= THE PROBLEM =
Rescale the lines starting at the first one and ending at the line containing "<point>174,213</point>". Copy each of them in full, multiplying every point coordinate by 1.4 and rounding to whole numbers with halves rounded up, and give only those lines.

= EXTRACTED RECORDS =
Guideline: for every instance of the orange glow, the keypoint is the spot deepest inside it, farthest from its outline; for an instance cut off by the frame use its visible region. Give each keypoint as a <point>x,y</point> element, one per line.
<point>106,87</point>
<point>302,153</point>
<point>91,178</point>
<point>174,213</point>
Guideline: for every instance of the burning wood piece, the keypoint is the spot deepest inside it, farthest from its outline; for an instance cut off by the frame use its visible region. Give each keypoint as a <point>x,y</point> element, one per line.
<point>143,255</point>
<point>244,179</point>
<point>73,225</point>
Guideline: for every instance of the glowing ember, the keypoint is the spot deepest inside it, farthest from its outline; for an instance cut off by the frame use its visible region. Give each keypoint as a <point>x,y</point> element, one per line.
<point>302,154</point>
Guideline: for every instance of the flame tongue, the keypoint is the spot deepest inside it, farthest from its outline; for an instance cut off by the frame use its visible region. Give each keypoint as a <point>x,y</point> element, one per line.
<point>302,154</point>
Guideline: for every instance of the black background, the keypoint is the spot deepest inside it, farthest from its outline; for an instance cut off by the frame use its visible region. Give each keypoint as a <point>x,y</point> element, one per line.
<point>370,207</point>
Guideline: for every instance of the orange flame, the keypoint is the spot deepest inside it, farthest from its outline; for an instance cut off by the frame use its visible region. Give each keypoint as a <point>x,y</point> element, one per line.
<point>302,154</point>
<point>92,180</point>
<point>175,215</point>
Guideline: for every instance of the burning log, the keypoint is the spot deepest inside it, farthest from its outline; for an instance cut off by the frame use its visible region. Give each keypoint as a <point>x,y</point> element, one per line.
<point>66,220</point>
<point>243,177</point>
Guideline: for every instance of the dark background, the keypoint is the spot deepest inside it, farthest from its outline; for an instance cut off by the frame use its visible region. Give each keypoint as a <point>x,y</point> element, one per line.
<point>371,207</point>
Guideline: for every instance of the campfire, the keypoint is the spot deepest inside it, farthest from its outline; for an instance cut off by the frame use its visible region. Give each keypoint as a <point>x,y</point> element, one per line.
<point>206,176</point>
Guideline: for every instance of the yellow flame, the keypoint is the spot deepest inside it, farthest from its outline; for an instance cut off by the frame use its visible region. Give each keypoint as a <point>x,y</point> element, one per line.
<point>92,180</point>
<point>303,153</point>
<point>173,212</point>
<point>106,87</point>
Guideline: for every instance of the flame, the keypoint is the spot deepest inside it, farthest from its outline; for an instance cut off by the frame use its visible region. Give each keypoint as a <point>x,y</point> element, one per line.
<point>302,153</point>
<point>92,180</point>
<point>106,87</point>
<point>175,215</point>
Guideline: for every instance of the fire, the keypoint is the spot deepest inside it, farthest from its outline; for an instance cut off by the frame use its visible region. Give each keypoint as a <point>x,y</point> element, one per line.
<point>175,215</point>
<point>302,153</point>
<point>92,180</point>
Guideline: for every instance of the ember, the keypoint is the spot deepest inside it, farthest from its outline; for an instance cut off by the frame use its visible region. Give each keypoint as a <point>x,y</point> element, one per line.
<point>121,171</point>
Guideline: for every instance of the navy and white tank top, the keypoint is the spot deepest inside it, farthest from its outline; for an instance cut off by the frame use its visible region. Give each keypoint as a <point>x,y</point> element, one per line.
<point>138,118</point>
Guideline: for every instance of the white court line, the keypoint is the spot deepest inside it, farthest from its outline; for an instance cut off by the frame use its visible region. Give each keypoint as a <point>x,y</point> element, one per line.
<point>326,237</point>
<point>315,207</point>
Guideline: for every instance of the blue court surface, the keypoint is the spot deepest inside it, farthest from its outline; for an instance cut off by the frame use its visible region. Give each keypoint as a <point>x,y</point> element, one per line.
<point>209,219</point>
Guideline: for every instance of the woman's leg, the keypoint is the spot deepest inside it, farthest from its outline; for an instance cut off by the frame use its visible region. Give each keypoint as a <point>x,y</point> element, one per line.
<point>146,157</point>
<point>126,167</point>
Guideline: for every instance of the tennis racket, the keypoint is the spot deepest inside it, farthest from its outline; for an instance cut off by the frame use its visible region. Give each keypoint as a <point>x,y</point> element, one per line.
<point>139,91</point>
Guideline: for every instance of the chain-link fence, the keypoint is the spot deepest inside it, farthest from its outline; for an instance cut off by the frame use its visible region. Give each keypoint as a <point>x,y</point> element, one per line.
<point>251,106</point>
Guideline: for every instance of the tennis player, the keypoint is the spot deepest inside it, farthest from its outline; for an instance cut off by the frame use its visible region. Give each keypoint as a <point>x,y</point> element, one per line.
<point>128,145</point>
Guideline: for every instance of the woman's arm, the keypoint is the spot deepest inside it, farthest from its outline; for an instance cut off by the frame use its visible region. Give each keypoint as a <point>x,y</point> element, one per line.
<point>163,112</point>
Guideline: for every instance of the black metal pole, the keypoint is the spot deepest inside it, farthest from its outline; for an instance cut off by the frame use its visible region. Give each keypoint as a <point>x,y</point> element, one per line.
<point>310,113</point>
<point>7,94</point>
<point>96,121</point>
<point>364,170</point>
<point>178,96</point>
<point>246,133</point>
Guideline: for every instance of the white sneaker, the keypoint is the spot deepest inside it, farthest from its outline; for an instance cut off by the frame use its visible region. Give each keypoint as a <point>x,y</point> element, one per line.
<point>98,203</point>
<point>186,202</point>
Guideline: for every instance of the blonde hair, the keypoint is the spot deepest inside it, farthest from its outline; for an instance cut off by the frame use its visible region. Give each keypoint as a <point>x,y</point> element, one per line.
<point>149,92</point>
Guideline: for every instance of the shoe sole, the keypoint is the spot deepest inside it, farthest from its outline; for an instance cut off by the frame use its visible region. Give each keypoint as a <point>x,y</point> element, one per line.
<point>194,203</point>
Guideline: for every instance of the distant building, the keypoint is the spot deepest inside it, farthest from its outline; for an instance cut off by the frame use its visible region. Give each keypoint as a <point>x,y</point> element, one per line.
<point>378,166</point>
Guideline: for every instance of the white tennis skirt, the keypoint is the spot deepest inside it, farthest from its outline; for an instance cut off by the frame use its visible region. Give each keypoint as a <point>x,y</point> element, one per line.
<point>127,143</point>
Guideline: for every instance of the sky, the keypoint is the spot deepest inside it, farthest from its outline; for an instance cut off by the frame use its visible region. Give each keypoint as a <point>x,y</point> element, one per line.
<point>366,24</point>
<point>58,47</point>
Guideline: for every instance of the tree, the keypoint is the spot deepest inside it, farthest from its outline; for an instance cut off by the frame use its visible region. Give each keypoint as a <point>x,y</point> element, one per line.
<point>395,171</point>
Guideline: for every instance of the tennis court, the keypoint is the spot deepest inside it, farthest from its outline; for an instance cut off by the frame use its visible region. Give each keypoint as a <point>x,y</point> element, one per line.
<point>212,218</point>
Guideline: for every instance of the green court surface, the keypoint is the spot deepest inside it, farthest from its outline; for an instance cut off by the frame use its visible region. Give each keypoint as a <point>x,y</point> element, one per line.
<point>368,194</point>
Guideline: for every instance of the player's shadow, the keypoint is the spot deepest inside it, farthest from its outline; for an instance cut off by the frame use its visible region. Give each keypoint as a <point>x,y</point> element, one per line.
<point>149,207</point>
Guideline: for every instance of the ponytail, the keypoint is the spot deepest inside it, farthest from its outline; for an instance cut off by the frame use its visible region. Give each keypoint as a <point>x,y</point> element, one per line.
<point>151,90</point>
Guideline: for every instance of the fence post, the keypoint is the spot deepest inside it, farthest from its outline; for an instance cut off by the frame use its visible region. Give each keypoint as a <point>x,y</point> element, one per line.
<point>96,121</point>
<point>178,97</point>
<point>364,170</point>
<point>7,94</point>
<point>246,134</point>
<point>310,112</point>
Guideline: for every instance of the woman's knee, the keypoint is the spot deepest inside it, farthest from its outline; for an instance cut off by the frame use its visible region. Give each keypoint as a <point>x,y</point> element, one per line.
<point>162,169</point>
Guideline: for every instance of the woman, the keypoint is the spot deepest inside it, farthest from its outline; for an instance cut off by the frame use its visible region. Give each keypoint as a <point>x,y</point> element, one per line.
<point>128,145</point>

= TASK OUTPUT =
Guideline: for every instance of the orange glow, the keypoint is the spot deepest inside it, farthest from its outline; for an instance cut off by the frame use its visible region. Give each keypoint as a <point>x,y</point> element, one per line.
<point>148,122</point>
<point>423,214</point>
<point>127,249</point>
<point>244,298</point>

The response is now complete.